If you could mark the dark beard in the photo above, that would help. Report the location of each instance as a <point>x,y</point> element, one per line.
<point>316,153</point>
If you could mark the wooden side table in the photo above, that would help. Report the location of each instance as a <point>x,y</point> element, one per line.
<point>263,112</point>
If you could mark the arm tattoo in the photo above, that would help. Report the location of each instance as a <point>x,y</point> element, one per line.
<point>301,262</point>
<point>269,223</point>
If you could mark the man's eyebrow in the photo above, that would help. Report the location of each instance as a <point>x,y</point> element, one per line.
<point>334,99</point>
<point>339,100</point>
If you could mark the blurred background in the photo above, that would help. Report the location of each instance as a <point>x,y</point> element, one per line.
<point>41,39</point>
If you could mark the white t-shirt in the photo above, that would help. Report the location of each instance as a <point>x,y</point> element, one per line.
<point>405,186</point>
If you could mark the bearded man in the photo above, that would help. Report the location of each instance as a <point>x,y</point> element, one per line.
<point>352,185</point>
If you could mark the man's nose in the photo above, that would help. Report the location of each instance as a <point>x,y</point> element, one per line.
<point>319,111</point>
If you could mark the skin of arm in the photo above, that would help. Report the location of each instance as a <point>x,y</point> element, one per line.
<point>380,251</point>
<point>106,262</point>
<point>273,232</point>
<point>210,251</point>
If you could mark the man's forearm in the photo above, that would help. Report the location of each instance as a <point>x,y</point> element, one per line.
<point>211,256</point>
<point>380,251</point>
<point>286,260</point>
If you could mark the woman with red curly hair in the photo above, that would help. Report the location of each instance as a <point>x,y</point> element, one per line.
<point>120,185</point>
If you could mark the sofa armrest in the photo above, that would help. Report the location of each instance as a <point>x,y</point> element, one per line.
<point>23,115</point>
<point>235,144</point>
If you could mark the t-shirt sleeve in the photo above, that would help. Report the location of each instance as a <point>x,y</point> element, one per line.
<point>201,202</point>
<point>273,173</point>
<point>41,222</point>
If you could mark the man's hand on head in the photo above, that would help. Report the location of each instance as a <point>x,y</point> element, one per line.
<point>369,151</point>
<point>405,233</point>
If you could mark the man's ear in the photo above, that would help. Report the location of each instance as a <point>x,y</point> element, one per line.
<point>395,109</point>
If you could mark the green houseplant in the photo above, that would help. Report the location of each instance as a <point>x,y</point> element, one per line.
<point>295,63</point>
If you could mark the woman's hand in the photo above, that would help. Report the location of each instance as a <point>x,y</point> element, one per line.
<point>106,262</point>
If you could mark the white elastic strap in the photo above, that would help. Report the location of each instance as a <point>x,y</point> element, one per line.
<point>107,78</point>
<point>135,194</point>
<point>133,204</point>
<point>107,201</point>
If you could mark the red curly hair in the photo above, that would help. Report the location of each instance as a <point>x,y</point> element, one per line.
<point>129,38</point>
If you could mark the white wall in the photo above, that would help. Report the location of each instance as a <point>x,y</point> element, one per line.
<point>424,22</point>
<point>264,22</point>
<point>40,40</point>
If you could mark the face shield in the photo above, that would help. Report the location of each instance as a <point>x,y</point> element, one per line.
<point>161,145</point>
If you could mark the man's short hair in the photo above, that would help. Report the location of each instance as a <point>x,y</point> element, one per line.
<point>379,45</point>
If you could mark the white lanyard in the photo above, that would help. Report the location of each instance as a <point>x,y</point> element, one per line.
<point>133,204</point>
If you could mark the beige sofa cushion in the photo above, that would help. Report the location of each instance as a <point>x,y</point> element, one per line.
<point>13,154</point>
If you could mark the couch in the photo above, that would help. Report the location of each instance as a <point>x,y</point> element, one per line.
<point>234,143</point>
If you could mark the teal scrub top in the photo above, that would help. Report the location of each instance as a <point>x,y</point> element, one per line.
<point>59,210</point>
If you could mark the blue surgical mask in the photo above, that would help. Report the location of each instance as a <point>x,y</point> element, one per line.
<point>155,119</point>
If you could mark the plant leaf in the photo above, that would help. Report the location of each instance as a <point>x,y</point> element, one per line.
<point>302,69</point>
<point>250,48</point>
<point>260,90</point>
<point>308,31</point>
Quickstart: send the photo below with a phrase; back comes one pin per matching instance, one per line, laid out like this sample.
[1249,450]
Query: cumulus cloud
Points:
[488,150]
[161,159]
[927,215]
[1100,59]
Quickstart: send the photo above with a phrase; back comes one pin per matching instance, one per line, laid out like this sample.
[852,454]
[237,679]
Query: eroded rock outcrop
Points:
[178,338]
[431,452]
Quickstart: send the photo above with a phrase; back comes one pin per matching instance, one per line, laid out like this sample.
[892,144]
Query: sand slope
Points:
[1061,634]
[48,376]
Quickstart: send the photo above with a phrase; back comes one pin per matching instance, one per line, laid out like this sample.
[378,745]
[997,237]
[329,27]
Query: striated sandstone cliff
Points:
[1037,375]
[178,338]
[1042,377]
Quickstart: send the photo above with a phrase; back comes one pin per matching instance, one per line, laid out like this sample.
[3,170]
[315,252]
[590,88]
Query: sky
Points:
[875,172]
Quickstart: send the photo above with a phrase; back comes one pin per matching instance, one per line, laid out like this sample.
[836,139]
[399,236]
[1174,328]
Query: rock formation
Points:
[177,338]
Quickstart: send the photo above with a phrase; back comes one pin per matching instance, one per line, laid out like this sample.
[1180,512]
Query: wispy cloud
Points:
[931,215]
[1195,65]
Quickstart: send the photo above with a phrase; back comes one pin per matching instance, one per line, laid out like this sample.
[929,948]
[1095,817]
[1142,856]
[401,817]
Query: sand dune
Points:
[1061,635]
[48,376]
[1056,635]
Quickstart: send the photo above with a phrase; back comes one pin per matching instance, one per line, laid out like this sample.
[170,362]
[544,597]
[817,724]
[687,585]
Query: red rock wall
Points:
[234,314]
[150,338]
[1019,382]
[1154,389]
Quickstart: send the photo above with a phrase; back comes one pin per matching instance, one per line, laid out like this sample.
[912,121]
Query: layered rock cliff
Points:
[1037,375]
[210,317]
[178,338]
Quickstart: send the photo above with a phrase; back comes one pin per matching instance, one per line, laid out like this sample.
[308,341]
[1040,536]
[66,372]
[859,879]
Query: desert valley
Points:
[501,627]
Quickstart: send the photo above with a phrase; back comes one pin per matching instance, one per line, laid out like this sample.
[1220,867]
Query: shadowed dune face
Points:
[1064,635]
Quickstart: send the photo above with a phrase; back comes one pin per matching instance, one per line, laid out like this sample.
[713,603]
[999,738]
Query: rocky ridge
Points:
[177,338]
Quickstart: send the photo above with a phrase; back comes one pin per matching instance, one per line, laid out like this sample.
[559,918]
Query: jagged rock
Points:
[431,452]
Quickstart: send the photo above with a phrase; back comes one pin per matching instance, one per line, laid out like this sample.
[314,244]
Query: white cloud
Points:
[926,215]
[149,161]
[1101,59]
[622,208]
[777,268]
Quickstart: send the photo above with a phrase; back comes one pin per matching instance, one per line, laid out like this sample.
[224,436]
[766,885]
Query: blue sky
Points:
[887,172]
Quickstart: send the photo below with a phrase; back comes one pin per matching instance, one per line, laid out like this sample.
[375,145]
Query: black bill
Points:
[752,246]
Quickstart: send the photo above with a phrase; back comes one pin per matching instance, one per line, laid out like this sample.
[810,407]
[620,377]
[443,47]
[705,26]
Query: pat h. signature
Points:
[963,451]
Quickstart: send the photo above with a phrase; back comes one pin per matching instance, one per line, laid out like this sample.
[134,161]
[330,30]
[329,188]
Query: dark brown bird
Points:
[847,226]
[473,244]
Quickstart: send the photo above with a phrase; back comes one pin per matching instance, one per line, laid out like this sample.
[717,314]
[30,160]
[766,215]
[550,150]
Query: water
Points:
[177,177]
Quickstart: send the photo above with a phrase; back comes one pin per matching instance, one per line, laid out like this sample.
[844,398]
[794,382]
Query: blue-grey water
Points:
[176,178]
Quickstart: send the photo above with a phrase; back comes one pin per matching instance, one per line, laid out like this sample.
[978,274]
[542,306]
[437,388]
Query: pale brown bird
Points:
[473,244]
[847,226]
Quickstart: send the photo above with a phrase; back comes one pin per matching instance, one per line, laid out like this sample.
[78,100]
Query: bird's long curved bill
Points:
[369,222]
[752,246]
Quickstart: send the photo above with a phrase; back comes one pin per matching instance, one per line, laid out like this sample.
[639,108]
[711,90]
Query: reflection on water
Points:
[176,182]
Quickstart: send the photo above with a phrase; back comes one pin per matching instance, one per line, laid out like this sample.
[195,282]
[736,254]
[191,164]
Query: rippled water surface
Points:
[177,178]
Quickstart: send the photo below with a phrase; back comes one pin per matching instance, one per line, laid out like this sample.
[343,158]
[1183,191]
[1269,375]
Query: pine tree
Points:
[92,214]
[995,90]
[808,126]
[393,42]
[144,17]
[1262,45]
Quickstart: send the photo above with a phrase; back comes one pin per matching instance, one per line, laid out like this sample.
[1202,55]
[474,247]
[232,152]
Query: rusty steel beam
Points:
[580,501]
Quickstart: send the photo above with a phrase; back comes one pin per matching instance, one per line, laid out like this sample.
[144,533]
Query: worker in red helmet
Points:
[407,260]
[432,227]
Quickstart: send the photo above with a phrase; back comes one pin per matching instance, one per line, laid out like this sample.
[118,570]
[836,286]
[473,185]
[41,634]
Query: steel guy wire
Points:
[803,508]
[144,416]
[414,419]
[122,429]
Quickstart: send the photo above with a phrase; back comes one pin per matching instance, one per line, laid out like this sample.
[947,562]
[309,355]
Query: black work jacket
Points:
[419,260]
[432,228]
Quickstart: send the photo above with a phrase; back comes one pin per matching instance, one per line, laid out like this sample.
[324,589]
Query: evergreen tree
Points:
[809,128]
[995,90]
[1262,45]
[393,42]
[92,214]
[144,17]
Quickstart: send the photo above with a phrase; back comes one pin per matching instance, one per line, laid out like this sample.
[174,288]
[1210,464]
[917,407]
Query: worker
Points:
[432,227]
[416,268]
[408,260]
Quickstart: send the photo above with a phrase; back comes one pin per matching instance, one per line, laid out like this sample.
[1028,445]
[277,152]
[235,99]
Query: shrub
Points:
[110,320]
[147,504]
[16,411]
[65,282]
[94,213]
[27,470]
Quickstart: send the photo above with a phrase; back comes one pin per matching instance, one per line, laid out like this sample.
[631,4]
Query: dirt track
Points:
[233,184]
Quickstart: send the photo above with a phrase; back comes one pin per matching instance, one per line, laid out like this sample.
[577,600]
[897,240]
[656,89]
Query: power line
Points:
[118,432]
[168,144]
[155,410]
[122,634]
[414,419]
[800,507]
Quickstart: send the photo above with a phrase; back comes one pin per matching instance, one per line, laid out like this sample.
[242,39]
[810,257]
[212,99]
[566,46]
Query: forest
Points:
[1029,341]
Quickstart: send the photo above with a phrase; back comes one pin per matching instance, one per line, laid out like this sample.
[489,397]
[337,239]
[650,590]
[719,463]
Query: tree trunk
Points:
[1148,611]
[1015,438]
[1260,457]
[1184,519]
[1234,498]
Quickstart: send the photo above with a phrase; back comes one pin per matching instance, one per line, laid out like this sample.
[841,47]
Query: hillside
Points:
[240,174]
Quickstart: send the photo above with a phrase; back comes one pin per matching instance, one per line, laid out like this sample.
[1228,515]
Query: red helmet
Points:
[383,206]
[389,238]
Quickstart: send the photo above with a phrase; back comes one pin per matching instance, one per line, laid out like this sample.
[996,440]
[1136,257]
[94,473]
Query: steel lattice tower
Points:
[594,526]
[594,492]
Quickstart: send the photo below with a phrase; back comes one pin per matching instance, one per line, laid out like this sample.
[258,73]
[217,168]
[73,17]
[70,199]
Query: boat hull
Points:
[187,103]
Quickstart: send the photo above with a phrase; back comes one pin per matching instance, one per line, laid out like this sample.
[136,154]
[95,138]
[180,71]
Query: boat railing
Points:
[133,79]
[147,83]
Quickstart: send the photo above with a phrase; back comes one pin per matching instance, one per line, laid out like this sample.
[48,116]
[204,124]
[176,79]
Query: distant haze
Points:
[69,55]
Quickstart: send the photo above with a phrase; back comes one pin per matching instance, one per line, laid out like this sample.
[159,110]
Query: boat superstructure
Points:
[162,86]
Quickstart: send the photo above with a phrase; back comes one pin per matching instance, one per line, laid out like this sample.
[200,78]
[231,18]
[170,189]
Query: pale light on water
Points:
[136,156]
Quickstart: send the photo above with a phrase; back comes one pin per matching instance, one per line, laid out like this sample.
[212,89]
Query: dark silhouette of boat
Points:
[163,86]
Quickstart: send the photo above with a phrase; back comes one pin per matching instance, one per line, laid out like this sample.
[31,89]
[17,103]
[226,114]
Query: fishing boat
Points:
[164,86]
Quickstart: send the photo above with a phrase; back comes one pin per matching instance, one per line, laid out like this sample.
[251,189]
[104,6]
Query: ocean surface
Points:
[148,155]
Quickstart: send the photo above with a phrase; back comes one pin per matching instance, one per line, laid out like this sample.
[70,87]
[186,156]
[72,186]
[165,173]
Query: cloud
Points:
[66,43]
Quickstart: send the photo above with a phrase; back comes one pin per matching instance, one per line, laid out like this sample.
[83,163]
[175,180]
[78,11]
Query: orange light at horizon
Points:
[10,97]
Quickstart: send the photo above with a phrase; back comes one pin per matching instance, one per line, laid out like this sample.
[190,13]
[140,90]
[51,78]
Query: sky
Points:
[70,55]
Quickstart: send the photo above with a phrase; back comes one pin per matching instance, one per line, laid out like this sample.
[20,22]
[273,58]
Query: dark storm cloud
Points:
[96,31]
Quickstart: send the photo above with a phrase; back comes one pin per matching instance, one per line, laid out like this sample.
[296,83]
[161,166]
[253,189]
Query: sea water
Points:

GOAL OF THE EXERCISE
What lines of the material above include "worker"? Copy each one.

WRITTEN RESPONSE
Query: worker in red helmet
Query: worker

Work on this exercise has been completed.